⟨

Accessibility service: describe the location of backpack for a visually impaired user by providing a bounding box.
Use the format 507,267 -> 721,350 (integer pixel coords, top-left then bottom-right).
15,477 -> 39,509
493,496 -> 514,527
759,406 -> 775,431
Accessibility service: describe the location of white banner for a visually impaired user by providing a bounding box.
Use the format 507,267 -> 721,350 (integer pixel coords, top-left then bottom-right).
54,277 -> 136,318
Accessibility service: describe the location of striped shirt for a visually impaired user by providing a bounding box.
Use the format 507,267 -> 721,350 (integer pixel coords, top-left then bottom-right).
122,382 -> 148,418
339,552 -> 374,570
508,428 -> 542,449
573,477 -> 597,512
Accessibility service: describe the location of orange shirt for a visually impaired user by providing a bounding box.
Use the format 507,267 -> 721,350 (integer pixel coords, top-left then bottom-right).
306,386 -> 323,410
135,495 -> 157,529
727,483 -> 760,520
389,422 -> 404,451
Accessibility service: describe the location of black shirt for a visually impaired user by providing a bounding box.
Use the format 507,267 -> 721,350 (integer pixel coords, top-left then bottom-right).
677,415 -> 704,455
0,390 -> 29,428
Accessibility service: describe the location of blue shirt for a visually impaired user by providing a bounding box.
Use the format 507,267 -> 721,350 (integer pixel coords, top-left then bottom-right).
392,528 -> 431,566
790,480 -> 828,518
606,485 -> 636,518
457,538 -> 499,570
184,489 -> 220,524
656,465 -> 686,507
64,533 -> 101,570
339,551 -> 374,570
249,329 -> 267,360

⟩
⟨

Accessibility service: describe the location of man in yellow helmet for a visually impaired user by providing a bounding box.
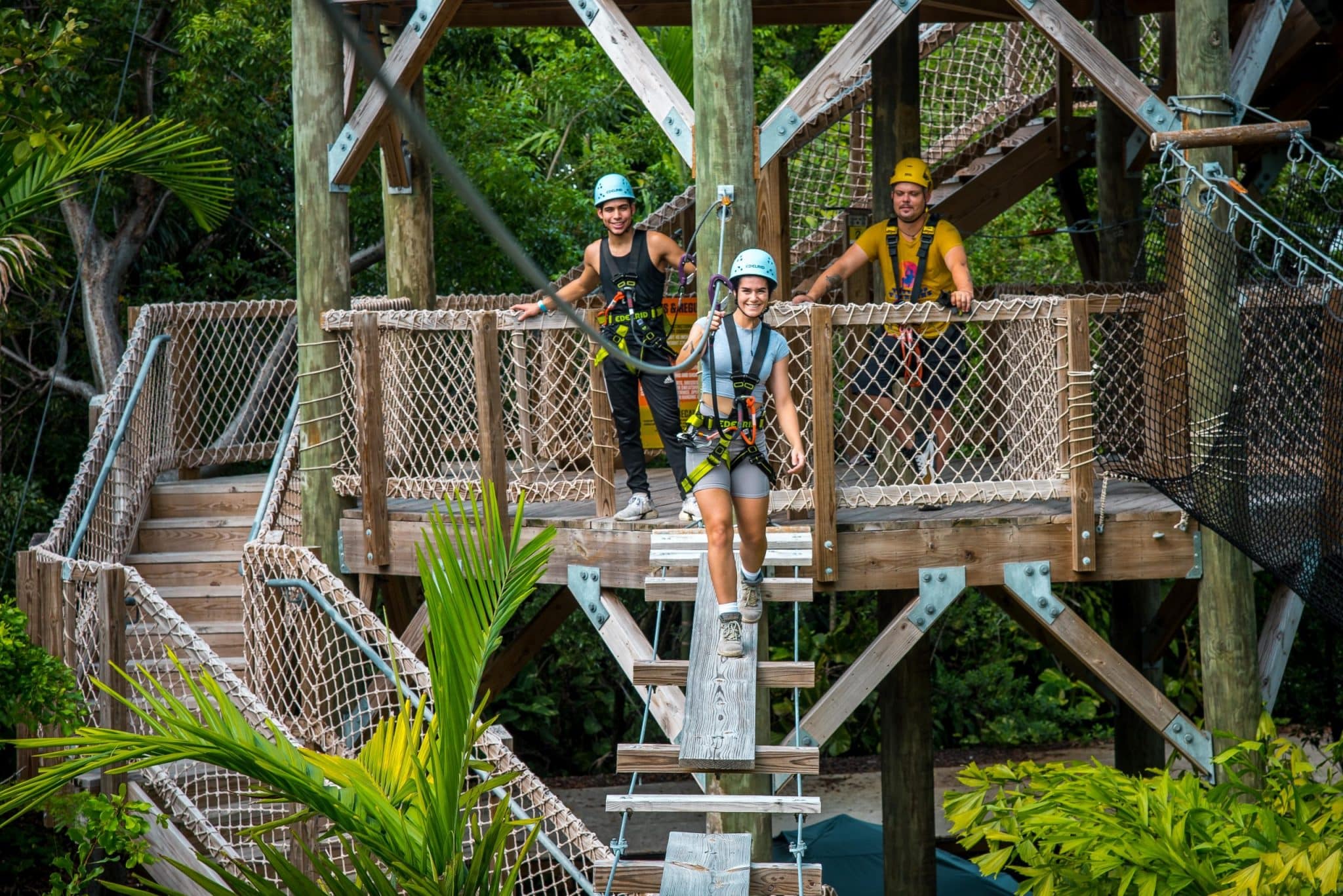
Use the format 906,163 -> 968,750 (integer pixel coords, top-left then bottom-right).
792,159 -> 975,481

⟩

(What to produce): Express the lines starting with the one that contains "Accessibility service: describe the location of backpack" and going on through the one that contains "759,406 -> 775,431" as a JSON list of strings, one string per line, leaving out blank lines.

(The answer):
[
  "Accessibility service: describe the location of backpack for a visually impaired user by providing a bounding box.",
  "Use the format 507,267 -> 721,350 (integer pixel coords, top-left then bottom-right).",
  "15,477 -> 39,509",
  "493,496 -> 514,527",
  "759,406 -> 775,431"
]